▶ **Ihre Aufgaben**
1: Fassen Sie das Interview mit Regula Stämpfli in genau zwei Sätzen zusammen.
2: Führen Sie das Interview mit Regula Stämpfli im gleichen Frage-Antwort-Stil fort, beginnend mit ihrer Antwort auf die letzte Frage.

▶ **Textauszug**
******************************
Im Klappentext Ihres Buches zitieren Sie Ihre Studentinnen, welche Sie als "Lara Croft der Politologie“ bezeichnen. Sind Sie stolz auf diesen Titel? 
Jetzt, da sie sich die Brüste hat wegschneiden lassen, ist Lara Croft für mich schon eher pathologisierte Weiblichkeit. Doch wer mich kennt, merkt sofort, dass Lara Croft punkto Temperament und Schiessbereitschaft inklusiv lange Haxen nicht nur falsch gewählt ist.

Lara Croft ist der Männertraum schlechthin – grösstenteils wegen des Aussehens. Wie zufrieden sind Sie mit Ihrem Aussehen? 
Ich bin sehr, sehr, sehr zufrieden und bescheiden (lacht).

Haben Sie schon einmal eine Diät oder eine Schönheitsoperation gemacht?
Ein Kind geboren? Skigefahren? Marathon gerannt? Richard David Precht muss nie eine solche Frage beantworten. Also lassen wir es. Und schreiben Sie jetzt nicht: "Regula Stämpfli verneint, jemals eine Diät und eine Schönheitsoperation gemacht zu haben" (lacht). Das ist ja das klassische Beispiel aus dem MAZ, wie Informationen verdreht werden.

Wie sind Sie aufgewachsen?
Liebevoll und knallhart. Neukölln ist Heimat für mich.

Namen Sie schon als Kind kein Blatt vor den Mund bzw. hat sich Ihre Karriere abgezeichnet?
******************************
▶ **Aufgeführte Zeilen**

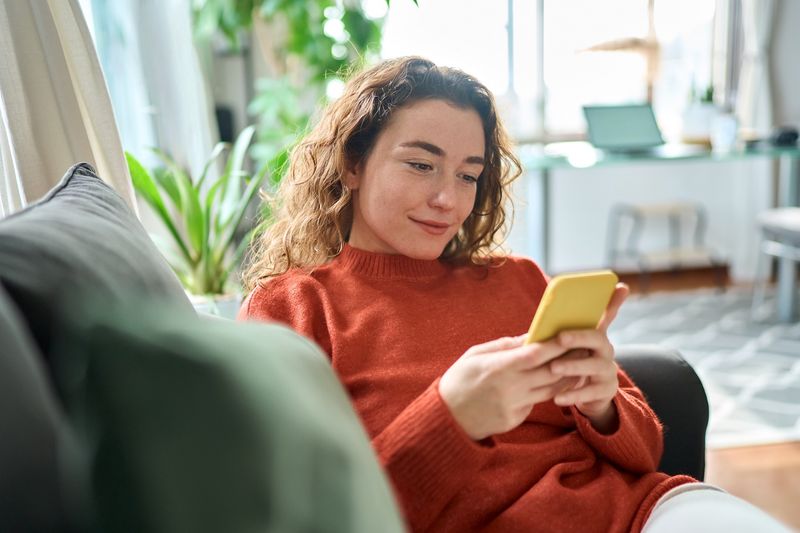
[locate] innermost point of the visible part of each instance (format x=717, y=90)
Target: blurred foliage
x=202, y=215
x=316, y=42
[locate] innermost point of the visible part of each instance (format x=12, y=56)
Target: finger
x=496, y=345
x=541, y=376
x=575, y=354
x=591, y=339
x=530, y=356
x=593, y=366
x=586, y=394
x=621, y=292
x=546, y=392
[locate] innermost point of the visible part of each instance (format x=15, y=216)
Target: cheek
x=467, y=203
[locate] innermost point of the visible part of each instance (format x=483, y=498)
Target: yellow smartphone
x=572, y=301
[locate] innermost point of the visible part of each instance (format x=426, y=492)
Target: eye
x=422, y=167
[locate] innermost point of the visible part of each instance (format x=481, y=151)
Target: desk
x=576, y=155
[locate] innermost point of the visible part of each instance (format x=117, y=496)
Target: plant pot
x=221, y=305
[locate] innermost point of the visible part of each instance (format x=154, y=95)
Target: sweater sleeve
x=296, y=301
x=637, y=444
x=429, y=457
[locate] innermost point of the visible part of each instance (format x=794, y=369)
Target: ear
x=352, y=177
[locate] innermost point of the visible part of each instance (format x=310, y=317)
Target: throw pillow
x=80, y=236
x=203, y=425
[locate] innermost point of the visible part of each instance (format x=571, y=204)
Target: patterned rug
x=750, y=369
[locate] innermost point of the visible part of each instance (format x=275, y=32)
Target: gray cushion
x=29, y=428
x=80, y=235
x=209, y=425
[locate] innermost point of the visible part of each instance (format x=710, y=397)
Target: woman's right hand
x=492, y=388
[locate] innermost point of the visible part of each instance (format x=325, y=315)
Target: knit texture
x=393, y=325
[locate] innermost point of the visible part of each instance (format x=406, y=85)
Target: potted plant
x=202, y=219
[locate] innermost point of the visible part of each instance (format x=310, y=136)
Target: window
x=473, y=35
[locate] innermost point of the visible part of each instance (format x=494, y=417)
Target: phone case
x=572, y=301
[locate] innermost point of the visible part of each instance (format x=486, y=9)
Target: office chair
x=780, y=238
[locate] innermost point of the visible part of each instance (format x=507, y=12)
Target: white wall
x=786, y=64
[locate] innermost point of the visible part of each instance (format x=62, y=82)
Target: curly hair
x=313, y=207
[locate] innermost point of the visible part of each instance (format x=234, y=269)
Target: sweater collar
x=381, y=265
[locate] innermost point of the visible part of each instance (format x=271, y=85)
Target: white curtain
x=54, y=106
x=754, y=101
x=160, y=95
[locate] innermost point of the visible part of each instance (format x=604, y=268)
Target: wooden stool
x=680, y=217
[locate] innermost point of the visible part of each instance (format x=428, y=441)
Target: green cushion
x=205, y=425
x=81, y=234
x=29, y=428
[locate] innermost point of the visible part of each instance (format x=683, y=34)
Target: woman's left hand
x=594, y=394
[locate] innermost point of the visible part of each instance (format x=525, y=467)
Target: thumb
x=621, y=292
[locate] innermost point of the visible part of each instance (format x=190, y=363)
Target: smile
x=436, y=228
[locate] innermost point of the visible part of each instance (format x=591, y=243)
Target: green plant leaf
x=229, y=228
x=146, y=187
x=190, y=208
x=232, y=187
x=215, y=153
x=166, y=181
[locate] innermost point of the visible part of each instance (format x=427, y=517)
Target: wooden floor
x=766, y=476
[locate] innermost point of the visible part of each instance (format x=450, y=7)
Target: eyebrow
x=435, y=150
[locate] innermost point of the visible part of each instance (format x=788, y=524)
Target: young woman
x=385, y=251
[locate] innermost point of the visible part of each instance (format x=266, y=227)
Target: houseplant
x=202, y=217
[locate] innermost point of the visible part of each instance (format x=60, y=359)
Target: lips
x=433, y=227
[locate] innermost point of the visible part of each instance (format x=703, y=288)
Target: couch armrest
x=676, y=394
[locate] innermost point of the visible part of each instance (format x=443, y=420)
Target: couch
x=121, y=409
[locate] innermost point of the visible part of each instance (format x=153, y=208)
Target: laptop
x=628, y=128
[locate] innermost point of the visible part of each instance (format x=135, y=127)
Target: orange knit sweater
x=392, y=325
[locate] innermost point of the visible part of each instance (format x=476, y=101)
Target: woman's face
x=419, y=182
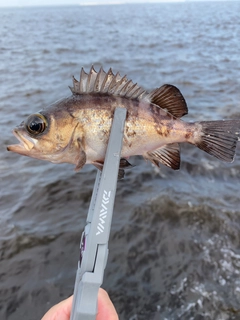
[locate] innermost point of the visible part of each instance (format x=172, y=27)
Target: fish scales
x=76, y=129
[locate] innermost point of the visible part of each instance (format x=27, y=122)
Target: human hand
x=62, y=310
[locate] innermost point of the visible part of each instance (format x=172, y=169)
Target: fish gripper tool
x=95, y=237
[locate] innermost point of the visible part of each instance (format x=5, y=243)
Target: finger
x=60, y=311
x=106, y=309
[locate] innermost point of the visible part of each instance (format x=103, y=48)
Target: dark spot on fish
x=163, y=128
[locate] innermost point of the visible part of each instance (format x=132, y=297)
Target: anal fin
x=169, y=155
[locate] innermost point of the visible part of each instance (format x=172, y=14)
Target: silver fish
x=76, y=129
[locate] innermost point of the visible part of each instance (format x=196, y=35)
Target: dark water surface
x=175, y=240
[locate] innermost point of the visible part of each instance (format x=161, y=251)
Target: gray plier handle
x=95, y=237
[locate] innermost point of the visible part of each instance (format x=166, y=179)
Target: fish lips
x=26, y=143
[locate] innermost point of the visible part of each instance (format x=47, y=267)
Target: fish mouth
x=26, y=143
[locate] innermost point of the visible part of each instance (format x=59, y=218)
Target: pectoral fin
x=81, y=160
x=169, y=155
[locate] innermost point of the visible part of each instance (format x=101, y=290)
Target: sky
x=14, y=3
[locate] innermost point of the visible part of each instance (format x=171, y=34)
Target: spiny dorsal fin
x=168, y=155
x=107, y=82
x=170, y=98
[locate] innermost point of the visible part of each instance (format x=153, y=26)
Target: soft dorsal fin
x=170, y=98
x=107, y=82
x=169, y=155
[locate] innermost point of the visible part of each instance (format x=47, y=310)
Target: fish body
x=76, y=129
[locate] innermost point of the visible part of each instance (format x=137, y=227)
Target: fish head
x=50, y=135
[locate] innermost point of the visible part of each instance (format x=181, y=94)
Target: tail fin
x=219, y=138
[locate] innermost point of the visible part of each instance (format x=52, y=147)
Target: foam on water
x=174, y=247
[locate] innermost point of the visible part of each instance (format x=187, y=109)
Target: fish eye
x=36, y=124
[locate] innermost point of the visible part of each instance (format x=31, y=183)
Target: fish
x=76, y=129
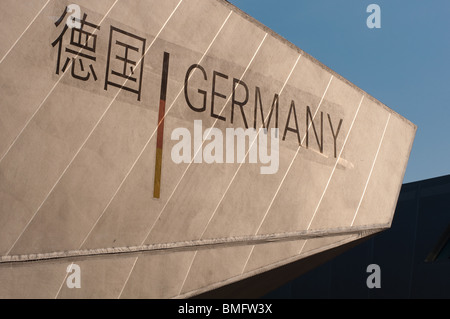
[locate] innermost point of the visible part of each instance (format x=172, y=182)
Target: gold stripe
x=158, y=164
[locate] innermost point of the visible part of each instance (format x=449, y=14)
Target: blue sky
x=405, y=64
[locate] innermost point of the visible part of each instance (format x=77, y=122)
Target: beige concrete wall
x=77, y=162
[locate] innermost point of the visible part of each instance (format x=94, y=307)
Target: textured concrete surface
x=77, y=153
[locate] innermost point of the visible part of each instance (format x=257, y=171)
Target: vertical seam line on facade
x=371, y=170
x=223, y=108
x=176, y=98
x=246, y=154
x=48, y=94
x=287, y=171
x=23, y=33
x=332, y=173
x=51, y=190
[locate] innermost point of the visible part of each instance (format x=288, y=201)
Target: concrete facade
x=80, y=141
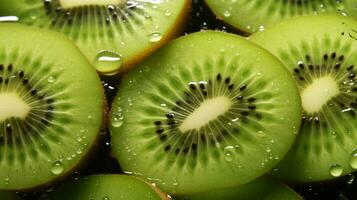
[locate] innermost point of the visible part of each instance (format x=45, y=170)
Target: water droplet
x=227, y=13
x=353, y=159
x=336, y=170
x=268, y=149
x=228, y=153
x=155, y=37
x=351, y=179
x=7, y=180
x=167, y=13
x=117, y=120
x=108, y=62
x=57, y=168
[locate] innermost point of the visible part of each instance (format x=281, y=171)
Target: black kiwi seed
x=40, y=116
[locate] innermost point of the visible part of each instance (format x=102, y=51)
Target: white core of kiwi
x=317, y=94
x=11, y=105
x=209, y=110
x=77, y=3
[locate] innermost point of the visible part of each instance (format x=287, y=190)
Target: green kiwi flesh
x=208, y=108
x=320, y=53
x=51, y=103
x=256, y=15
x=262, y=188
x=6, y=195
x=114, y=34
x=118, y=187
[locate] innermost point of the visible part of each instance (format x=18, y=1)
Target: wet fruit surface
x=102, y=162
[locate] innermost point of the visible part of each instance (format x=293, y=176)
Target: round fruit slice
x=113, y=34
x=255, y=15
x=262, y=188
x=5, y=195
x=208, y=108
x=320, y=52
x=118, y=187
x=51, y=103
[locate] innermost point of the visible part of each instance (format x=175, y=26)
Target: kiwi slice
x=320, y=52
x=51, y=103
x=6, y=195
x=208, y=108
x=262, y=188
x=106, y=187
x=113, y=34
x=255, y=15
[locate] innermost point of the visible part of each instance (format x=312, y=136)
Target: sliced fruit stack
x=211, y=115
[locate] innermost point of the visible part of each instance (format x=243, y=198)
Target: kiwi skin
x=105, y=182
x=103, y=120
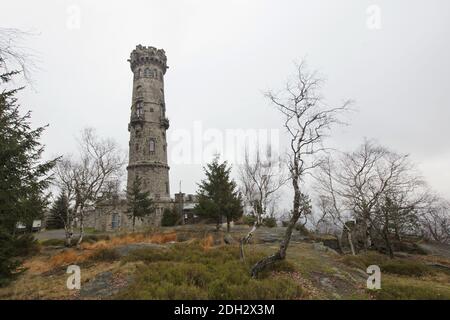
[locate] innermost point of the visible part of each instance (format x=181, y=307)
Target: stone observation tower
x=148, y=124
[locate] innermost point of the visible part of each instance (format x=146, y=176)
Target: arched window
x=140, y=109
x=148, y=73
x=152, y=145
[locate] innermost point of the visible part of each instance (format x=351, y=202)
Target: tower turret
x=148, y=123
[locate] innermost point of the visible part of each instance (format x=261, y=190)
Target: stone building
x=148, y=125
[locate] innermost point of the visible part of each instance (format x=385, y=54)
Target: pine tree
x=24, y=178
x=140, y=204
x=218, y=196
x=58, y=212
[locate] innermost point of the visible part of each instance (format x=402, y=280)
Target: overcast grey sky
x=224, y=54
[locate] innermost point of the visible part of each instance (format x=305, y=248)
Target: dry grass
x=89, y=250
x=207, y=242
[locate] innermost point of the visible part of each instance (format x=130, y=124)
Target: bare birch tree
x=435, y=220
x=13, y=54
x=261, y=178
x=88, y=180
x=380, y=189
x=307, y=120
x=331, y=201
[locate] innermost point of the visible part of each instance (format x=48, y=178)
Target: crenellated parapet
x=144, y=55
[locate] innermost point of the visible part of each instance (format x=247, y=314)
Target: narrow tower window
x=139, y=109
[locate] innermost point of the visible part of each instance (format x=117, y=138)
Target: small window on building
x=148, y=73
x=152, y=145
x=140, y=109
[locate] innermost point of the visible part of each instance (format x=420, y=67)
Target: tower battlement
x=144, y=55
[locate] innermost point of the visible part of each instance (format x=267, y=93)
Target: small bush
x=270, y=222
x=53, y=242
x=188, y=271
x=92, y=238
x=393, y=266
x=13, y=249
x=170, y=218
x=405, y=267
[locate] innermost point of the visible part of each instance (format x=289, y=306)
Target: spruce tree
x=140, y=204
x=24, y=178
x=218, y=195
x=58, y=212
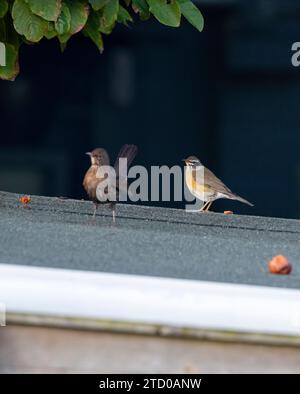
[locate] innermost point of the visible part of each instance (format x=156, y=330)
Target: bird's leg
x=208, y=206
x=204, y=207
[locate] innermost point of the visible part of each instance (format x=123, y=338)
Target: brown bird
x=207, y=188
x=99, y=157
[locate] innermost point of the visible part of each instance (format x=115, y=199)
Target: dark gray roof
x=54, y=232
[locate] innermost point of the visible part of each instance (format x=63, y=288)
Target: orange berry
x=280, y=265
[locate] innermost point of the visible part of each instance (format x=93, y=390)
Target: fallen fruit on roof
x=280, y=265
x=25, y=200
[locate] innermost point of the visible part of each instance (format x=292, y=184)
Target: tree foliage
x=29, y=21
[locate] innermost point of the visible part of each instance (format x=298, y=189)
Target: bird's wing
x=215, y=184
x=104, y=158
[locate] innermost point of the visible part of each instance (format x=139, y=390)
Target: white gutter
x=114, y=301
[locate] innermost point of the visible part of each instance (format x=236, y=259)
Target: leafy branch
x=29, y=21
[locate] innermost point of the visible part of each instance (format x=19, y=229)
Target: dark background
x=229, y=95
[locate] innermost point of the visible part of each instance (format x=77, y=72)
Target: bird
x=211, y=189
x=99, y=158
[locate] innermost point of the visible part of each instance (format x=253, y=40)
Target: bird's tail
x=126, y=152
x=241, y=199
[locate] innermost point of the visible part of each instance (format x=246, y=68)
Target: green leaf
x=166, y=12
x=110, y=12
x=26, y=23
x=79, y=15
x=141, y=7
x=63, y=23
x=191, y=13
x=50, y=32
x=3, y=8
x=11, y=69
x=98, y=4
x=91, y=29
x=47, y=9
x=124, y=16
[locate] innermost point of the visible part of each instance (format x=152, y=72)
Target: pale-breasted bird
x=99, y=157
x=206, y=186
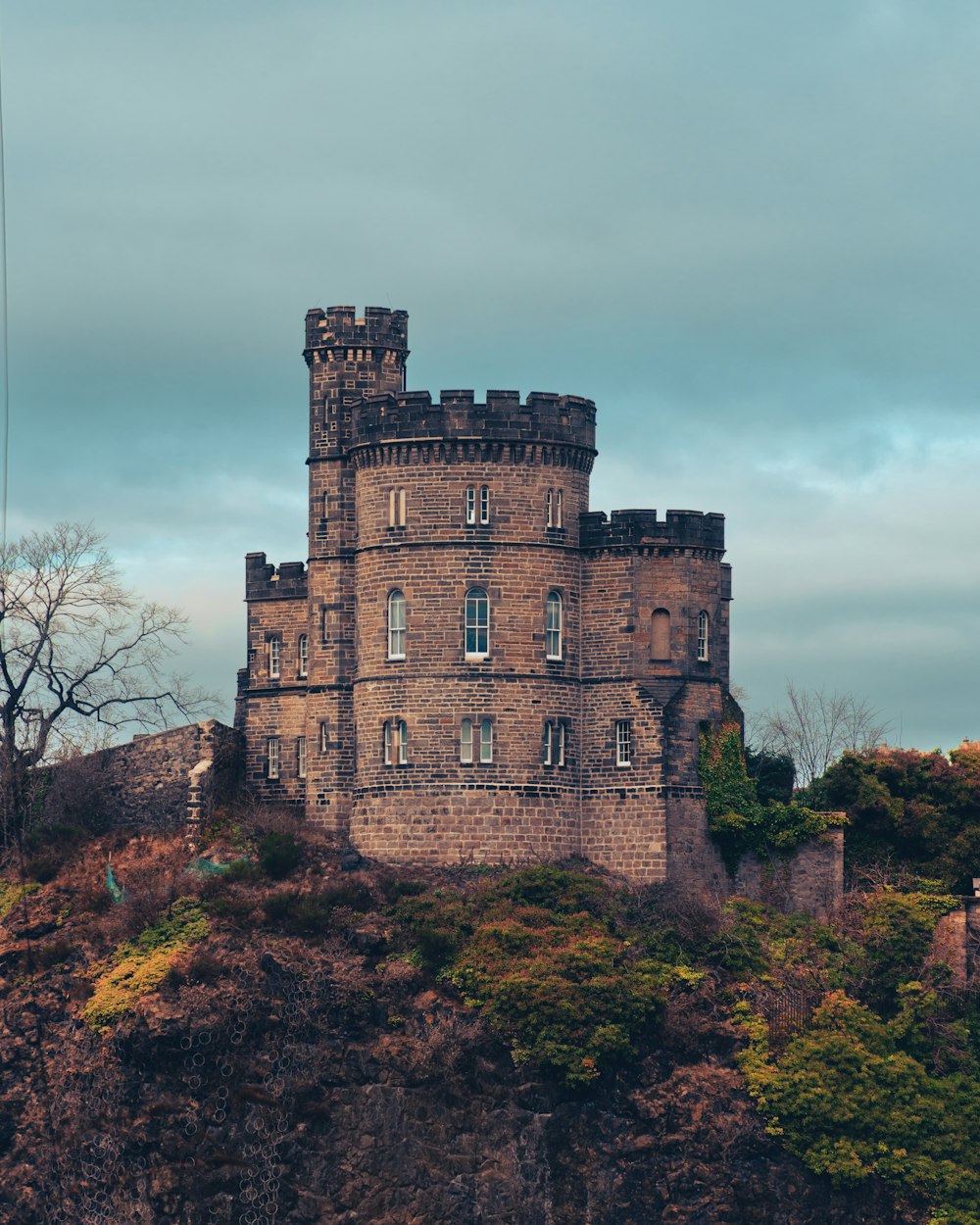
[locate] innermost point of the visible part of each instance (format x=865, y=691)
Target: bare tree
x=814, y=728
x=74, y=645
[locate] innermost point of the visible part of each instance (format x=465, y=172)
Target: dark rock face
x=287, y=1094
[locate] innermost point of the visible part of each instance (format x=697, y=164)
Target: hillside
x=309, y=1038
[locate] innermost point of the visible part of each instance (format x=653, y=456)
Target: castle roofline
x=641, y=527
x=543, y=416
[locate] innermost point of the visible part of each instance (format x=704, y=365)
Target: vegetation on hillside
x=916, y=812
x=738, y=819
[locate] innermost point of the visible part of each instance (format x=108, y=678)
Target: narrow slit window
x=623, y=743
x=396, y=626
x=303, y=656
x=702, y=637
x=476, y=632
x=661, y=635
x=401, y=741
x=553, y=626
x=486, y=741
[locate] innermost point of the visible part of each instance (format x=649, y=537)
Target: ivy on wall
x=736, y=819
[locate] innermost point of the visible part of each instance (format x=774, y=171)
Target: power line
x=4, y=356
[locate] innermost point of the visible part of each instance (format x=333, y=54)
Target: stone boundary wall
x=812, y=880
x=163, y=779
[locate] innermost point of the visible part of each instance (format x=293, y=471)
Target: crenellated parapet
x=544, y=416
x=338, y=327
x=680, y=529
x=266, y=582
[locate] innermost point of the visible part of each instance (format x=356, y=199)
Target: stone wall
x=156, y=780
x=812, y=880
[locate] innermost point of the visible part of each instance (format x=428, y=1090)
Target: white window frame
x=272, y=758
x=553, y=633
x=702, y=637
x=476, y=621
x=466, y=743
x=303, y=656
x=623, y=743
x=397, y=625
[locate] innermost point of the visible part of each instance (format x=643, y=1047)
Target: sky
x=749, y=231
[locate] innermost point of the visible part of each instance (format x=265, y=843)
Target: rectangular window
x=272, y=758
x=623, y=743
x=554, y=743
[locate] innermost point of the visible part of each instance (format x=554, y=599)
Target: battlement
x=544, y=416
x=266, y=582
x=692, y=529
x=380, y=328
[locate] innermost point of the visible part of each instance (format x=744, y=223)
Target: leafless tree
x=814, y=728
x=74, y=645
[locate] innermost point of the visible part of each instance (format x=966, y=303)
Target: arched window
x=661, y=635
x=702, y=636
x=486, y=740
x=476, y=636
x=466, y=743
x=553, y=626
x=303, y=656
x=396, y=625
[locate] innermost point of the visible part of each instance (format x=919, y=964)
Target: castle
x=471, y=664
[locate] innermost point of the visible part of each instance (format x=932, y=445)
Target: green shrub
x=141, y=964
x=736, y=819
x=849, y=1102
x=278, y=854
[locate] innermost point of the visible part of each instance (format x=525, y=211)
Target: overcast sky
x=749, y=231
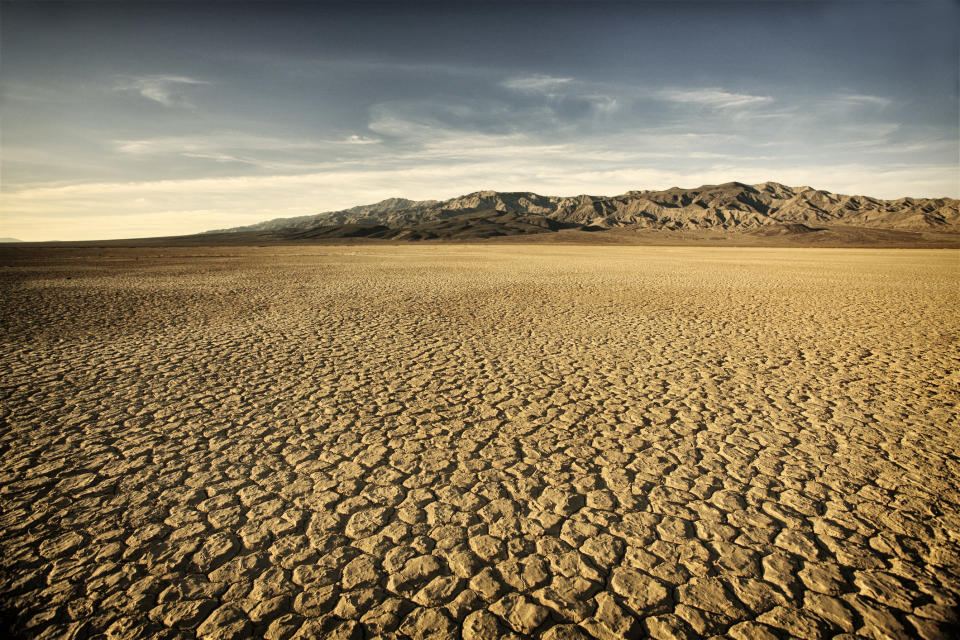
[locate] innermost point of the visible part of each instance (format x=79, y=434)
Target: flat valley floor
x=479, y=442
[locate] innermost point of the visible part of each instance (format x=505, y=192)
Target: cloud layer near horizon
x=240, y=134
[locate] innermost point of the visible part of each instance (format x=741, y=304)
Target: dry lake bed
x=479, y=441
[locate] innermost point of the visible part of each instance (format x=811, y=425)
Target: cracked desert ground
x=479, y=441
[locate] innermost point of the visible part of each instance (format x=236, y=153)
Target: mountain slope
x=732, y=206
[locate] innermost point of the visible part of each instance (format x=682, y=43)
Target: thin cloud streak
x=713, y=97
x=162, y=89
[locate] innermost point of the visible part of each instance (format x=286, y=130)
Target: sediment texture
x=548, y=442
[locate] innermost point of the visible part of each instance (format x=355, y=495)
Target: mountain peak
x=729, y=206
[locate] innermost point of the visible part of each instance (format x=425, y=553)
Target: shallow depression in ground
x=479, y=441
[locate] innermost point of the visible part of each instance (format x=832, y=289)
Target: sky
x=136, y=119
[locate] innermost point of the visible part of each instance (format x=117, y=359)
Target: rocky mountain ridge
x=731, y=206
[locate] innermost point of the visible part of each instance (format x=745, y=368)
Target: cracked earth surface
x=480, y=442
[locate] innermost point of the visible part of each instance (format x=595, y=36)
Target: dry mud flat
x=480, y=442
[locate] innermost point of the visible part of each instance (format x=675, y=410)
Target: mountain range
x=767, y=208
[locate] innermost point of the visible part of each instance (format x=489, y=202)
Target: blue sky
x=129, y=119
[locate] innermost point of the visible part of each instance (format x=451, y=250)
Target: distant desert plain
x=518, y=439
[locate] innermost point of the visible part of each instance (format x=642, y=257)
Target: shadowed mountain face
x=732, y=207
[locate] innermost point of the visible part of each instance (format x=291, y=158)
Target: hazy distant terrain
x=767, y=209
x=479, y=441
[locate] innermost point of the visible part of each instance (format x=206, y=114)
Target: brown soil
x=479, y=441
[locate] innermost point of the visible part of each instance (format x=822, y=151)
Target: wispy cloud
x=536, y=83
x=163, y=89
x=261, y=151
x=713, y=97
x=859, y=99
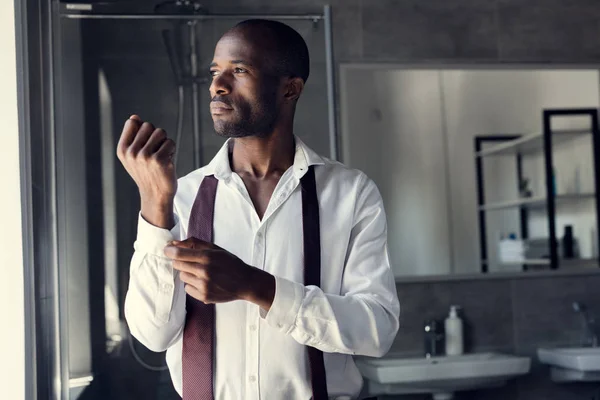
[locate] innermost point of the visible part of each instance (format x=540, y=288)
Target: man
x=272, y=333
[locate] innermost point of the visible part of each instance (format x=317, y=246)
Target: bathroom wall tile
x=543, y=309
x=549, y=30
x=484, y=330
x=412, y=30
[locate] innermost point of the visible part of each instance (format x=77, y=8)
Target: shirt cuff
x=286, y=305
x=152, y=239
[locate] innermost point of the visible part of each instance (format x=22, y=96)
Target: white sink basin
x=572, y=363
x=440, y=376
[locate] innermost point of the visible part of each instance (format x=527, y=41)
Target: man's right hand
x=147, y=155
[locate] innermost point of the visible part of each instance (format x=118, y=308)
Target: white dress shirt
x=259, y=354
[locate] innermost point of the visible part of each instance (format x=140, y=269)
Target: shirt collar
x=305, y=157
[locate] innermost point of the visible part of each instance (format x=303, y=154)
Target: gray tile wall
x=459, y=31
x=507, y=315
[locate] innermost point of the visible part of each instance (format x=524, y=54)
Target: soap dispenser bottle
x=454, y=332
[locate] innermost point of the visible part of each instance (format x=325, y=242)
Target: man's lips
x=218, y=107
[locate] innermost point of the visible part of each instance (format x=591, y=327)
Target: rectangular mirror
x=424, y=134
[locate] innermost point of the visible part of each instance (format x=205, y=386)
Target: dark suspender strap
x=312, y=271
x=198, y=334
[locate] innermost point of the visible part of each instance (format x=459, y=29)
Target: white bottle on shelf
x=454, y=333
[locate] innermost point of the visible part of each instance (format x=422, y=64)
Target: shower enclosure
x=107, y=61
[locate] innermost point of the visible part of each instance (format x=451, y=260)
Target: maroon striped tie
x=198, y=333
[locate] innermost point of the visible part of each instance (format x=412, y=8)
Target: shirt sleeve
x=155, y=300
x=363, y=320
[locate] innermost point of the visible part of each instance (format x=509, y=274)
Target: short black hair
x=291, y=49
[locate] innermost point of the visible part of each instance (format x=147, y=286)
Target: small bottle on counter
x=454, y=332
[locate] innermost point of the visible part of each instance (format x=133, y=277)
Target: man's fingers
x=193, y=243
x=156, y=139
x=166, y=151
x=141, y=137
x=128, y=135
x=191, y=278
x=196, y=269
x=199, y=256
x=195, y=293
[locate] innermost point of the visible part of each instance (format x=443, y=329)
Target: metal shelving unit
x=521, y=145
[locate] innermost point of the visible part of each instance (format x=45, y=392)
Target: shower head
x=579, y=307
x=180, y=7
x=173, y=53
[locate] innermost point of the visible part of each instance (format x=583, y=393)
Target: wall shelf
******************************
▶ **Erwartete Antworten**
1: Regula Stämpfli äußert sich kritisch zur Figur Lara Croft, mit der ihre Studentinnen sie laut Klappentext als „Lara Croft der Politologie“ verglichen haben, und bezeichnet sich als sehr zufrieden mit ihrem Aussehen. Die Frage nach Diät oder Schönheitsoperation lässt sie unbeantwortet, und ihr Aufwachsen beschreibt sie als liebevoll und knallhart, wobei sie Neukölln als ihre Heimat nennt.

2:
Und wie. Ich wurde viel früher eingeschult, war unerschrocken, erst das klassisch griechische Gymnasium wollte mich brechen. Da wär ich echt fast unters Rad wie bei Hesse gekommen. Doch glücklicherweise haute ich in die Staaten ab.

Was haben Sie von Ihrer Mutter geerbt? Was von Ihrem Vater?
Die Wild- und Unerschrockenheit – von beiden.

Sie arbeiten in verschiedenen Ländern, und wohnen nach vielen Jahren in Brüssel jetzt in Deutschland. Wo fühlen Sie sich zuhause?
Wo ich verstehen kann und verstanden werde.

Sie sind verheiratet und haben drei Söhne. Reisen die Ihnen alle immer hinterher? Wie bringen Sie alles unter einen Hut?
Fragen Sie das die Jungs mit Kindern auch? Die Kids sind eigentlich immer bei mir und da ich keinen Hut trage, geht das eigentlich gut – manchmal auch nicht, aber dann ruf ich Sie an und Sie kommen hüten, ok? (lacht)

Wann sind Sie am Ende eines Tages zufrieden und glücklich?
Zufrieden bin ich nie, glücklich eigentlich meistens.